** Begin RECORDED INFORMATION **

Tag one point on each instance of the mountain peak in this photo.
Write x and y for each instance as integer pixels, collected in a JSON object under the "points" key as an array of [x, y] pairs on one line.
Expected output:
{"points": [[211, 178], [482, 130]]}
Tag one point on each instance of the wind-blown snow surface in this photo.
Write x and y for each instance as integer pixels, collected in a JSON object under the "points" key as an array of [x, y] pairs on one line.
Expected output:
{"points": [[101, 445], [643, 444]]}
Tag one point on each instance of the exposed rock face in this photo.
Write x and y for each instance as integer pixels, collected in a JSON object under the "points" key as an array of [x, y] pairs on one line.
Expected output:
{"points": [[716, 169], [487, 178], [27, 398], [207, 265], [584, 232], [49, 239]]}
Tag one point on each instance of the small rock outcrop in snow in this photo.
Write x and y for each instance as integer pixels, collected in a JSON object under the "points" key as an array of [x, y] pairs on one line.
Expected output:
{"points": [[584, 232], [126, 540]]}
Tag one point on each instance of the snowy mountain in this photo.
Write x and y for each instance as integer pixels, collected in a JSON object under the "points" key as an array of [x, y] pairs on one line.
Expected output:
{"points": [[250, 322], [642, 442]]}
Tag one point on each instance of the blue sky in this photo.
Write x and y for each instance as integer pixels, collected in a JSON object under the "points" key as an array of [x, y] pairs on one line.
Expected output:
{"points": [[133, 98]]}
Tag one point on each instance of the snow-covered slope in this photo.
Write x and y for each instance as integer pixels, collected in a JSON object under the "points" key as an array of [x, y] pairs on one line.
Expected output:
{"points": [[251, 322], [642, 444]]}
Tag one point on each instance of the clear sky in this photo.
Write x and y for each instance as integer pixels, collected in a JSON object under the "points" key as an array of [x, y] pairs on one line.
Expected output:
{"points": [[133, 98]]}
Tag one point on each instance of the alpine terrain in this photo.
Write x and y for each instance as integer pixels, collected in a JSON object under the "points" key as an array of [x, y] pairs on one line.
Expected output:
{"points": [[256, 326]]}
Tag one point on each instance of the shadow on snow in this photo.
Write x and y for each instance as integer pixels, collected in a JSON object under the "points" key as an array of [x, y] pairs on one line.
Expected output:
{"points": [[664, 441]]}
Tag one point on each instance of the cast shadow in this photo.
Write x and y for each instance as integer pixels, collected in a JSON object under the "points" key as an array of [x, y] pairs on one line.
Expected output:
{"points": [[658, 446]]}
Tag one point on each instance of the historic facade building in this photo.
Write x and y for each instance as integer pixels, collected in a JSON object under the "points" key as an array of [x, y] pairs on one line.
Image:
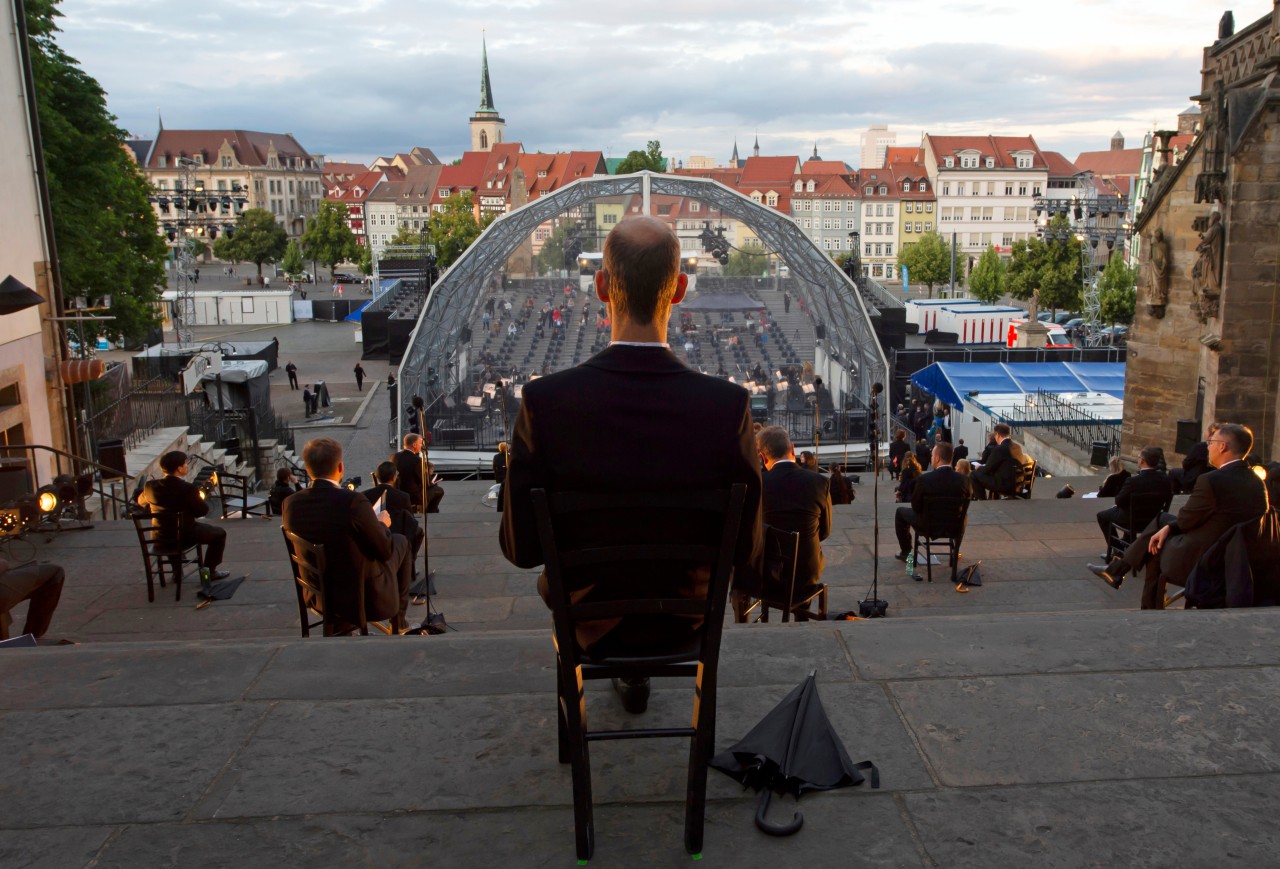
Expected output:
{"points": [[1206, 341]]}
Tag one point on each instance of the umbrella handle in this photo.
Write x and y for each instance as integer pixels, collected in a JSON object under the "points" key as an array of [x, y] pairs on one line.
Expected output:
{"points": [[776, 829]]}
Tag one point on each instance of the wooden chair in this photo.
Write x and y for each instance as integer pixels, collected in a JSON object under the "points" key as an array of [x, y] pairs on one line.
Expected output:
{"points": [[306, 561], [781, 553], [941, 524], [1142, 510], [558, 516], [159, 535], [234, 490]]}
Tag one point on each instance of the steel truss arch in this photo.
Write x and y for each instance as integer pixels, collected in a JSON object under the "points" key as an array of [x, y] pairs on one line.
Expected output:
{"points": [[456, 298]]}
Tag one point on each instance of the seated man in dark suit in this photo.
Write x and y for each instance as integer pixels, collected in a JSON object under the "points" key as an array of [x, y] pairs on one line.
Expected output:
{"points": [[1002, 471], [795, 499], [1194, 463], [1148, 480], [398, 504], [1171, 547], [40, 584], [359, 548], [609, 424], [170, 495], [942, 481]]}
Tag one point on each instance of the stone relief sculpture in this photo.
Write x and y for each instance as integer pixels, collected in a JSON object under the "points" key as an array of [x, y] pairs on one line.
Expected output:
{"points": [[1207, 271], [1157, 274]]}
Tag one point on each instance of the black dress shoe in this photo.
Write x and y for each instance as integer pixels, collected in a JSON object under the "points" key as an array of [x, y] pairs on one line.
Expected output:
{"points": [[634, 693], [1107, 572]]}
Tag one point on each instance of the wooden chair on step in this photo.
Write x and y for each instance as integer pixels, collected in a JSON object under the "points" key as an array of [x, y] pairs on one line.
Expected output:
{"points": [[708, 524], [160, 536], [781, 554], [941, 524], [306, 561]]}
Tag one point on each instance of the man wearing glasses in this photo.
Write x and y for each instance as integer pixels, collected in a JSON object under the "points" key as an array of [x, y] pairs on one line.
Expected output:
{"points": [[1229, 494]]}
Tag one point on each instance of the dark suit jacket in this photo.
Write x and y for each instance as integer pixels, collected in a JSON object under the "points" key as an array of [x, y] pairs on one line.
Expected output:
{"points": [[1114, 483], [940, 483], [1220, 499], [356, 547], [1146, 481], [632, 419], [799, 499], [172, 494], [1005, 465], [408, 467]]}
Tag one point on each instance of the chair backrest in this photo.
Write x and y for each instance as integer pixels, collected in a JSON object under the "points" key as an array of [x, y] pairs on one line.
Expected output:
{"points": [[1144, 507], [307, 562], [708, 539], [944, 516], [781, 553]]}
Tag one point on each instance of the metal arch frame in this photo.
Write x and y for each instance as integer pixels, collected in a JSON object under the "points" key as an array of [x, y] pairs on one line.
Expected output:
{"points": [[453, 301]]}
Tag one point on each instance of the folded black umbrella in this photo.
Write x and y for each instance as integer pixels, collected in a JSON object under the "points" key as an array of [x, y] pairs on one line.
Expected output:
{"points": [[220, 590], [792, 750]]}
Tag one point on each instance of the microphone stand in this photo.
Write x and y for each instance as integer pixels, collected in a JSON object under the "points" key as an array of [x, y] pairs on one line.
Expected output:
{"points": [[873, 607]]}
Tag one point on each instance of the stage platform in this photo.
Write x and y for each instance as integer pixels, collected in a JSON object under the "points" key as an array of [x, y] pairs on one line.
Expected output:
{"points": [[1036, 721]]}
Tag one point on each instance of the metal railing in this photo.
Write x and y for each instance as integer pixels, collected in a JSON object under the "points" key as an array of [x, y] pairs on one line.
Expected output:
{"points": [[1072, 422]]}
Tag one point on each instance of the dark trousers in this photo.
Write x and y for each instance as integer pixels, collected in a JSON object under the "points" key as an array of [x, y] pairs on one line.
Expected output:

** End RECORDED INFORMATION **

> BRIEF
Starting from the line containing "Tag one point on each instance of the microphone", repeat each line through the end of the entries, exactly.

> RESULT OF THE EXERCISE
Tag one point on each instance of the microphone stand in this photo.
Write x and y for each instance as integer pixels, collected in a JSON object under the "points" key as an array of [x, y] pairs on one line.
Expected output:
{"points": [[873, 607]]}
Tag one point on each instance of the stage platform in this photo.
Write x and y for each instance as integer pixels, collected in a JSON object under the "points" key as an array of [x, y] pairs on one line.
Expected output:
{"points": [[1036, 721]]}
Tag one point on each instance of the metal railing in this photo.
Write x and y for each instance as integer pixels, collected in a JSON object under the "points" key as an array of [x, y] pairs on one line.
Expected output:
{"points": [[1072, 422]]}
Tag one point on each instance of the dark trousers in this photo.
Write x and y for each instance as integer pixels, collected in a JSON object under the "points" key as an array of [x, y] pairs on one line.
Expected output:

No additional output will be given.